**Written tasks**
• a. In the forum thread about charging a 12 VDC battery from 14 VDC, where is the battery that is already in the airplane?
• b. Shorten the paragraph beginning "I am building a system in an airplane" in the forum thread about charging a 12 VDC battery, keeping its main facts.
• c. Pick up the forum thread about charging a 12 VDC battery from 14 VDC and write what comes next after its last sentence.

**Passage provided**
___

# 12 VDC Battery charging circuit from 14VDC

Thread Starter

#### sflyscan

Joined Sep 16, 2021
23
I am building a system in an airplane and I need to install a 12VDC battery in addition to the one already there in the engine compartment. The battery will be used to power other equipment.

So I want to make a recharging circuit for this battery with the 14 VDC coming out of the alternator. Anyone know a circuit for recharging a 12VDC battery with 14 VDC?

At the moment I was thinking of adding a resistor in series to reduce the recharge current, but I don't think this is the best solution.

#### MrChips

Joined Oct 2, 2009
24,618
Welcome to AAC!

Here is a circuit for charging a 12V lead acid battery.

___

**Dataset excerpt**

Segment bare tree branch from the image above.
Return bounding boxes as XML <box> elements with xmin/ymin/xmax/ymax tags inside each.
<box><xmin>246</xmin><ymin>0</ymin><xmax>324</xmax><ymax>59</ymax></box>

___

**Answers to the tasks**
• a. In the engine compartment.

• b. The poster is building a system in an airplane and needs a second 12 VDC battery, besides the one in the engine compartment, to power other equipment.

• c.
Thread Starter

#### sflyscan

Joined Sep 16, 2021
23
Thank you very much MrChips
I am going to look at the LM317 datasheet, with a quick glance I think this is exactly what I need.

#### MrChips

Joined Oct 2, 2009
24,618
One problem is that the drop-out voltage is 3V. In other words you need a headroom of >3V over the charging voltage.
If the charging voltage is 13.75V you would need an input voltage of at least 16.75V.

#### MrChips

Joined Oct 2, 2009
24,618
A simple solution would be to use a zener diode as a voltage regulator. We can show you how to select the zener voltage and the value of R.

The simplest solution is to use a diode such as a 1N4001 between the alternator and the battery.

Thread Starter

#### sflyscan

Joined Sep 16, 2021
23
Yes indeed the battery needs a constant voltage of 14V for recharging. As you said with the LM317 the voltage will drop to 11V which is too low.

Your solution with the Zener diode and a resistor seems to be a good solution.

So if I understood correctly, I will need a 14v zener diode, but for the resistor value I'm not sure how to determine it.

Is it related to the recharging current of the battery?

Thanks again!

#### MrChips

Joined Oct 2, 2009
24,618
Is it related to the recharging current of the battery?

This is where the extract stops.